Copy out the listing in full, exactly as written, but not its pictures.
::: Records for processing :::
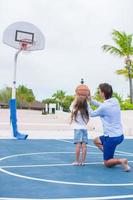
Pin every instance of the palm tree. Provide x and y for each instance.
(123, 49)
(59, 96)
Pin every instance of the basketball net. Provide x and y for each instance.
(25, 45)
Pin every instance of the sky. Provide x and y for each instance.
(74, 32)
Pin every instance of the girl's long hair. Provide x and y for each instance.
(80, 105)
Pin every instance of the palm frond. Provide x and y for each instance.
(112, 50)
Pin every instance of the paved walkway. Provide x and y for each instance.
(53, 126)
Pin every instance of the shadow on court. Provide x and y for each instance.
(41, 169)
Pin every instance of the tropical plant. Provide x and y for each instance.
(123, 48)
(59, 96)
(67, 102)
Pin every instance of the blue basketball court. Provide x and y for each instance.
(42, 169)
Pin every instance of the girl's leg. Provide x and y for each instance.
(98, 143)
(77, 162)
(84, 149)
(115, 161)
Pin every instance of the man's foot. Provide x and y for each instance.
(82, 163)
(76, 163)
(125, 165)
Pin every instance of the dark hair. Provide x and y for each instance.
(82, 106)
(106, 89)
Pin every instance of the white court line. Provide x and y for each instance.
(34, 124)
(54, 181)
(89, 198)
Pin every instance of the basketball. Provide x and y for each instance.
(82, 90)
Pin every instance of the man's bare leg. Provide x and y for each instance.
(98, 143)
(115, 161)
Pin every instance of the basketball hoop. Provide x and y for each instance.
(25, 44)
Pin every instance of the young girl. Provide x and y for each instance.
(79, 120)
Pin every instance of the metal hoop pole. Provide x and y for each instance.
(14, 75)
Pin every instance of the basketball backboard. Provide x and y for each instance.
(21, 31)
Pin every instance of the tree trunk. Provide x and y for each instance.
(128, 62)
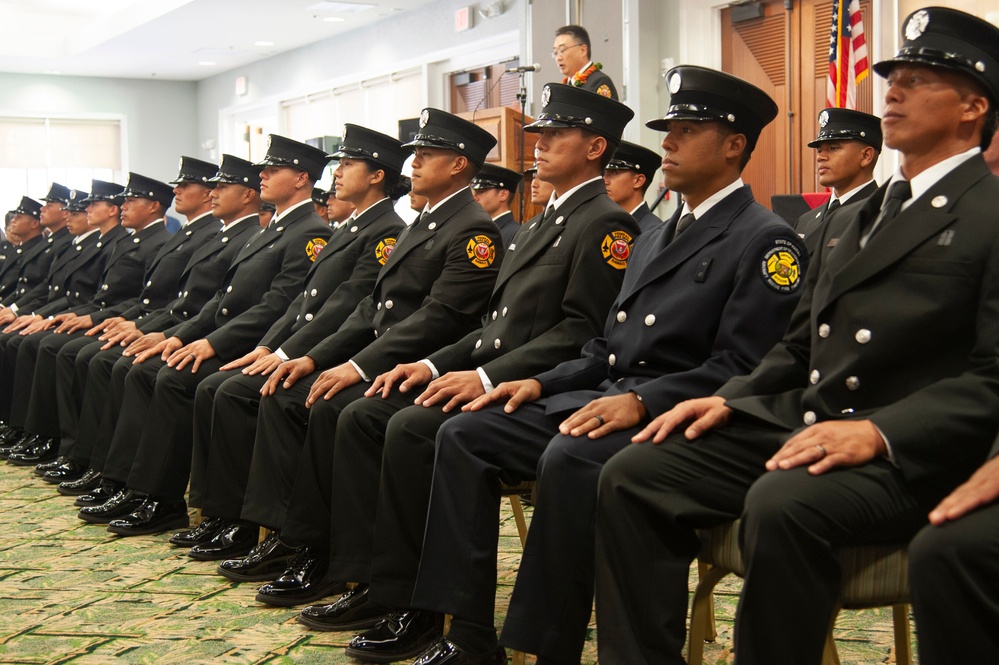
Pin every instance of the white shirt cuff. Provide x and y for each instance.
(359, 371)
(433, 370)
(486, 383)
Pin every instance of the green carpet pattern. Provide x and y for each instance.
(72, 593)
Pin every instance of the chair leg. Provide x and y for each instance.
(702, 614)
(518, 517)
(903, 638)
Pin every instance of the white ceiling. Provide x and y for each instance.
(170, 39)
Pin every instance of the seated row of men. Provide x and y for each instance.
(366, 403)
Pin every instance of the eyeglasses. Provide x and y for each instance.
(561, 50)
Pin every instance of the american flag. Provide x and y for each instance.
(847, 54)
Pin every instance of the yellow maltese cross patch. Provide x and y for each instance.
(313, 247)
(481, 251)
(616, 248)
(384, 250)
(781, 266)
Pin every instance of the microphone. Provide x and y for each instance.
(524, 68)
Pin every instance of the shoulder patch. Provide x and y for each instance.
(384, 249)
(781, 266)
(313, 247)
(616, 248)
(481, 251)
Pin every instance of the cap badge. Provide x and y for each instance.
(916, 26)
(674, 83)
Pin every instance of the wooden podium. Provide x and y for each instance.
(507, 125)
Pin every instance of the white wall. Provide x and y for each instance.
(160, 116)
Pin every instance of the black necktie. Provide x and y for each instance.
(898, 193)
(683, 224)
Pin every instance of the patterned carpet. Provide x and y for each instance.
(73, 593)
:::
* [Answer for the task]
Pin every instance of the palm tree. Provide x and y for each instance.
(123, 49)
(59, 96)
Pin every instance of the basketball net. Provide x and y for each instance.
(25, 45)
Pin every instance of the sky. Provide x and y for each instance.
(74, 32)
Pin every instance of the girl's long hair. Provide x and y for each instance.
(80, 105)
Pin every instance of the palm frond. Provide x and y for each instance.
(112, 50)
Pin every instance of the paved walkway. Provide x and y for each instance.
(53, 126)
Pin every instance of the shadow on court. Provide x and y for each instance.
(41, 169)
Pin every instance of the tropical plant. Provide x and y for each instance.
(123, 48)
(59, 96)
(67, 102)
Pin every instance of the blue basketball court. Provide x and y for each instance.
(42, 169)
Pin every instance of the girl's leg. Provide x and y for each instance.
(98, 143)
(77, 162)
(84, 149)
(115, 161)
Pin every instance of the man's foot. Provide x and y for each instance.
(82, 163)
(76, 163)
(125, 165)
Pin every instance of the dark hair. Provide x and y for each instance.
(82, 106)
(106, 89)
Pin every instance of the white court line. Provide x and y for each instance.
(34, 124)
(54, 181)
(89, 198)
Pin every instance of the basketball. Provide x and y for each instance.
(82, 90)
Pin every instance of the man's bare leg. Provide x and y for each instance.
(98, 143)
(115, 161)
Pin every instance of the basketball hoop. Provide x and y for each instance.
(25, 44)
Pin every instance of the young girl. Provide x and y for each instance.
(79, 120)
Pin every instance of the metal hoop pole. Provide x and y for each instance.
(14, 75)
Pin every instance of the basketball backboard. Provide x and y for each instance.
(21, 31)
Pin every instance of the tree trunk. Provide x and y for each instance.
(128, 62)
Pin every instance of the white shirt cuff. Provide x and y for each instance.
(359, 371)
(433, 370)
(486, 383)
Pin every instance of the green carpet pattern. Provide x and y for each instance.
(72, 593)
Pin every instance of the chair leg. Provide x and y for each instance.
(702, 614)
(518, 517)
(903, 638)
Pin every instance of the white ceiling. Provide x and y for each instance.
(170, 39)
Pin every instance of the seated row of men. Provide x and y for each instance.
(366, 403)
Pin every instance of the eyeglasses. Provide x and y for each instance.
(561, 50)
Pin every instance of the american flag. Provide x and y for each instance.
(847, 54)
Pin every instance of the yellow maltese cross patch. Provide x and y for each instance.
(313, 247)
(481, 251)
(616, 248)
(384, 250)
(781, 266)
Pin every instance of the microphone. Provide x and y for each instance.
(524, 68)
Pin every instance of the shoulder patch. Provide x and y for each instance.
(384, 249)
(781, 266)
(313, 247)
(616, 248)
(481, 251)
Pin every instance of the cap badge. Provide x and y for each instance.
(916, 26)
(674, 83)
Pin every instance of the wooden podium. Provide x and y for each instance.
(507, 125)
Pin every instance of the white wall. Provide x and y for each instance.
(160, 116)
Pin every instance of the black necktie. Provide x and y for each instance.
(898, 193)
(683, 224)
Pin every instance of the patterned carpet. Provide x and y for each instance.
(73, 593)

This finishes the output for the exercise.